++++ ESTRATTO DELLA PAGINA ++++

L'obiettivo ultimo di ogni liberalizzazione è l'eliminazione delle rendite associate a una regolazione ingiustificatamente restrittiva. Da questo punto di vista, il problema principale è che le rendite vengono capitalizzate e la liberalizzazione, conducendo alla riduzione del loro valore, impone, a chi ne beneficia, significative perdite in conto capitale. Inoltre la liberalizzazione favorisce i nuovi entranti e danneggia coloro che già operano nel mercato. Per questo, simili politiche trovano raramente dei promotori che si impegnino attivamente per favorirne l'adozione. Da qui l’importanza che esista un’istituzione pubblica, nel caso italiano l’Autorità antitrust, che se ne faccia carico.

Restrizioni regolamentari

Alcune rendite sono naturali, per esempio quelle associate a una terra più fertile o a un appartamento nel centro della città. La loro capitalizzazione conduce a prezzi più elevati per acquistarli. La concorrenza (statica) incide soprattutto sui profitti che, rimanendo con gli stessi esempi, sono collegati allo sfruttamento della terra o dell'appartamento e sono disciplinati dalle scelte effettuate da imprenditori, consumatori e utenti. In altre parole, il tasso di profitto dipende dalla struttura dei rispettivi mercati (nel caso specifico generalmente concorrenziale).
La concorrenza come processo (il progresso tecnico, l'innovazione e l'allargamento dei mercati) contribuisce significativamente a ridurre il livello delle rendite naturali. Anche l’eliminazione della regolazione ingiustificatamente restrittiva ha un grande rilievo nella loro riduzione. Per esempio, il modesto sviluppo dei centri commerciali contribuisce a rendere scarsi i locali per l'apertura dei negozi nelle zone centrali delle città facendo lievitare i loro prezzi e i rispettivi canoni di locazione.

Paradossalmente, le rendite associate alla regolazione ingiustificatamente restrittiva sono più stabili di quelle naturali. Una loro rimozione è una scelta politica, dunque ogni proposta in quella direzione è oggetto di una fortissima opposizione da parte delle categorie protette.

++++ RIGHE FORNITE ++++

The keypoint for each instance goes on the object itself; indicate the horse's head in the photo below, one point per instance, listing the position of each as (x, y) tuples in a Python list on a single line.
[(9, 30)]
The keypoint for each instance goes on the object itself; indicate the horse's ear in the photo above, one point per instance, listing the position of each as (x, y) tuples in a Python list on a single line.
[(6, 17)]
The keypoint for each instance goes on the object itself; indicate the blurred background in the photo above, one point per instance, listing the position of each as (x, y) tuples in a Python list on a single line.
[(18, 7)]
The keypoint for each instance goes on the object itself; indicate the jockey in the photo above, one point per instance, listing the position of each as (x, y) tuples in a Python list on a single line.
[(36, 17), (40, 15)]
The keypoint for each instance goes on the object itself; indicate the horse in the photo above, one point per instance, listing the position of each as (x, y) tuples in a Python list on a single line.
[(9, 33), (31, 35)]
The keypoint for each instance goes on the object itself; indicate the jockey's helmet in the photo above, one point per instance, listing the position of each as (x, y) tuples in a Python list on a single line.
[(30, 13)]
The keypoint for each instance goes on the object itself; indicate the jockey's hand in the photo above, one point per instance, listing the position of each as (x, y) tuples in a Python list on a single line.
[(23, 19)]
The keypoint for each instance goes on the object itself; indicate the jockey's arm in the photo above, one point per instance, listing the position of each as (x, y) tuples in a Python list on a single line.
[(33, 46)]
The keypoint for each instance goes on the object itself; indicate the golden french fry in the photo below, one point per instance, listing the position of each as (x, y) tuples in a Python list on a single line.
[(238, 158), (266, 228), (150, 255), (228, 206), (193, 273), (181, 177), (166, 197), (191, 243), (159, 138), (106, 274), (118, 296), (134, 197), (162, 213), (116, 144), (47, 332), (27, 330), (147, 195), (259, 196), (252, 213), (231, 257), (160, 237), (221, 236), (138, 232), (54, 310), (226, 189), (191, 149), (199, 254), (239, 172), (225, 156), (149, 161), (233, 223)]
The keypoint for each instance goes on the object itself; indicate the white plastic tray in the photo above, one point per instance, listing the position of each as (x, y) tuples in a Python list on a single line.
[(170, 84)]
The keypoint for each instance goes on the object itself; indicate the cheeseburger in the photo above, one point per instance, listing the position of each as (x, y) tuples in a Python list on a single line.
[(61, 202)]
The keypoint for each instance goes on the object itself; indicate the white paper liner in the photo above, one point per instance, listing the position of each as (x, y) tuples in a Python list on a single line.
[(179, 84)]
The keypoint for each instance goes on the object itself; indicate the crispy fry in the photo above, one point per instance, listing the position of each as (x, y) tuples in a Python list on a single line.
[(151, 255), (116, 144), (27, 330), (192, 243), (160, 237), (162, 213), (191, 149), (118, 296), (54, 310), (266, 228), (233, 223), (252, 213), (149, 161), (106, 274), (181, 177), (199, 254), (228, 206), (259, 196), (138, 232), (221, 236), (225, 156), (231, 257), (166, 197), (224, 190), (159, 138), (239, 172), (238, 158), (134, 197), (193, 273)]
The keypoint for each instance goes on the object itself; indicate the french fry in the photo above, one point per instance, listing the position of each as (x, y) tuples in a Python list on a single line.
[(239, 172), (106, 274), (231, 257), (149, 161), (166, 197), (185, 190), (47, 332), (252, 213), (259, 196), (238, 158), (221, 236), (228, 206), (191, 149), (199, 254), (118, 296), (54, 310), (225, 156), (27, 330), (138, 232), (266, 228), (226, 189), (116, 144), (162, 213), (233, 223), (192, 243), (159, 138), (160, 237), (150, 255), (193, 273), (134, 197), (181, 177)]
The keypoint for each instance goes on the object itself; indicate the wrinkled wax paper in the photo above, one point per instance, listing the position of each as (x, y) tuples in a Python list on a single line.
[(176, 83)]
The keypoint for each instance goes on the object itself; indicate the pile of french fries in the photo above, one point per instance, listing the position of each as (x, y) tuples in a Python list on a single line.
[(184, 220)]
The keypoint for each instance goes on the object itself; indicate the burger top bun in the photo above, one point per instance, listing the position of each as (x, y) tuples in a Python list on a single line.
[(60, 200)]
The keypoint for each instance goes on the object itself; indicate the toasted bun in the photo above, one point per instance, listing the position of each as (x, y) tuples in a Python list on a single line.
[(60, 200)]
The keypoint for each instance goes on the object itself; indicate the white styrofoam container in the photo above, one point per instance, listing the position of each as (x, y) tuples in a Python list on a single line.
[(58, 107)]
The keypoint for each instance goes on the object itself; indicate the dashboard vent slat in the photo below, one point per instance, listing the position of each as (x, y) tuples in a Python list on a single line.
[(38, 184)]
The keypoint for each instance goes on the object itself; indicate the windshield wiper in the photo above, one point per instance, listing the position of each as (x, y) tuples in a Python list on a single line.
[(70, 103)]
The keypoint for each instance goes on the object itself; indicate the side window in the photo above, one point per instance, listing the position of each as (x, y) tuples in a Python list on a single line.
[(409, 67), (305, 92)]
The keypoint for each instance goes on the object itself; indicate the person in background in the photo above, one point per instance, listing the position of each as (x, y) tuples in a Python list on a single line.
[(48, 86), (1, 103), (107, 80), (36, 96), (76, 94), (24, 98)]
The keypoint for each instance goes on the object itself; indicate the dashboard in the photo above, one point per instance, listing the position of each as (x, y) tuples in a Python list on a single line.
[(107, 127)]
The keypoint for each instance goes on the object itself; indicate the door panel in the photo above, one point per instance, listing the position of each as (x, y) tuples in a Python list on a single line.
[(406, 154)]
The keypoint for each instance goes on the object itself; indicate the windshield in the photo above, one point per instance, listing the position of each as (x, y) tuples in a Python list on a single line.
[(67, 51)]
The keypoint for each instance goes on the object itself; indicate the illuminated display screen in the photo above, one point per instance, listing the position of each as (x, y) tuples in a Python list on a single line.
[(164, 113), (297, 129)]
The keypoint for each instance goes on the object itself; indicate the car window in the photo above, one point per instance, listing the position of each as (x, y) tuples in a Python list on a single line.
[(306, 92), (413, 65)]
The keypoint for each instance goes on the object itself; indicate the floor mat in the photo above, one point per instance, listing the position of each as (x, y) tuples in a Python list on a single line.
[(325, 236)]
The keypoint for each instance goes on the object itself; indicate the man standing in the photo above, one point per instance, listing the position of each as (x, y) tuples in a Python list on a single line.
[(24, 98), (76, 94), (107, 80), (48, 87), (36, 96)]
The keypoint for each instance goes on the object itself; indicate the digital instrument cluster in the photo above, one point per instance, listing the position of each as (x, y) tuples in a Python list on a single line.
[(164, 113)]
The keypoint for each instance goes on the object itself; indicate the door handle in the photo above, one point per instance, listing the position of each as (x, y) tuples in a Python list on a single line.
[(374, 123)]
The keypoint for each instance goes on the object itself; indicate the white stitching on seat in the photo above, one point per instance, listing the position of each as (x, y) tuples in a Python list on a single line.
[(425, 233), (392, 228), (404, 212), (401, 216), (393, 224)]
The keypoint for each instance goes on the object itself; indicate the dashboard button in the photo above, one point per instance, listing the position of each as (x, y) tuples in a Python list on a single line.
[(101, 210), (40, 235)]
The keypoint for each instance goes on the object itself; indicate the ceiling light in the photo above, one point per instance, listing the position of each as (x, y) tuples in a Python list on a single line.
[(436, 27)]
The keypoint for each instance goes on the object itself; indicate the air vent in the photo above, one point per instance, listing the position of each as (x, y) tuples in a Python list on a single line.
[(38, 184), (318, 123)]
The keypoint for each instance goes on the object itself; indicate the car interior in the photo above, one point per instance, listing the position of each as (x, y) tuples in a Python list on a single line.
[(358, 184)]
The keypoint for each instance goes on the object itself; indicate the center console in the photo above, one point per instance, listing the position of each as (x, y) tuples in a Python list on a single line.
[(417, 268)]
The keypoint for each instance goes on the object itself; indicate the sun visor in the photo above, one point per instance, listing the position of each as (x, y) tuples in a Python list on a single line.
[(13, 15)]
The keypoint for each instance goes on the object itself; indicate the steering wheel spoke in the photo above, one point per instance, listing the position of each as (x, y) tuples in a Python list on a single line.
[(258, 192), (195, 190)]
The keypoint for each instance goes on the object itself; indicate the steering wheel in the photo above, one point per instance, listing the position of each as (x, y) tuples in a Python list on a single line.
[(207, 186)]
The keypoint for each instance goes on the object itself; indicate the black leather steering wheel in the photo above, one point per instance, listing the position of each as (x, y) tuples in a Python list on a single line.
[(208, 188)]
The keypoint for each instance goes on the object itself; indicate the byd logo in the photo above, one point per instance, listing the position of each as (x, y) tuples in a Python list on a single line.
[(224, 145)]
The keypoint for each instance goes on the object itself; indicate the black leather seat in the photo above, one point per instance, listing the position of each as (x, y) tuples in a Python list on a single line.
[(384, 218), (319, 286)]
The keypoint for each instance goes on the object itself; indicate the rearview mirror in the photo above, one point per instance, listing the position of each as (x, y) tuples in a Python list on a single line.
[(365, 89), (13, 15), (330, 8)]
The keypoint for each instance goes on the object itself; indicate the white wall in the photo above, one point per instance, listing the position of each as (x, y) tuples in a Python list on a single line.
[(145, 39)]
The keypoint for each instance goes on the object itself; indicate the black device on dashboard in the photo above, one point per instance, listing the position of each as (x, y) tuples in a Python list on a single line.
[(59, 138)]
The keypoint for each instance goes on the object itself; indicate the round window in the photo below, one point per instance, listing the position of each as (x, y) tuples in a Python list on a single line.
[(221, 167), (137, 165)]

++++

## ISTRUZIONI
[1] Risponda alle seguenti domande sull'estratto relativo alle liberalizzazioni:
(a) Quale istituzione pubblica, nel caso italiano, si fa carico delle liberalizzazioni?
(b) Quali due esempi di rendite naturali vengono citati?
(c) Secondo l'estratto, quali rendite risultano paradossalmente più stabili di quelle naturali?
[2] Trascriva fedelmente il tratto dell'estratto sulle liberalizzazioni che va da "La concorrenza come" fino a "canoni di locazione.".

## RISPOSTE PER COMPITO
[1]
(a) L'Autorità antitrust.
(b) Le rendite associate a una terra più fertile e quelle associate a un appartamento nel centro della città.
(c) Le rendite associate alla regolazione ingiustificatamente restrittiva.

[2]
La concorrenza come processo (il progresso tecnico, l'innovazione e l'allargamento dei mercati) contribuisce significativamente a ridurre il livello delle rendite naturali. Anche l’eliminazione della regolazione ingiustificatamente restrittiva ha un grande rilievo nella loro riduzione. Per esempio, il modesto sviluppo dei centri commerciali contribuisce a rendere scarsi i locali per l'apertura dei negozi nelle zone centrali delle città facendo lievitare i loro prezzi e i rispettivi canoni di locazione.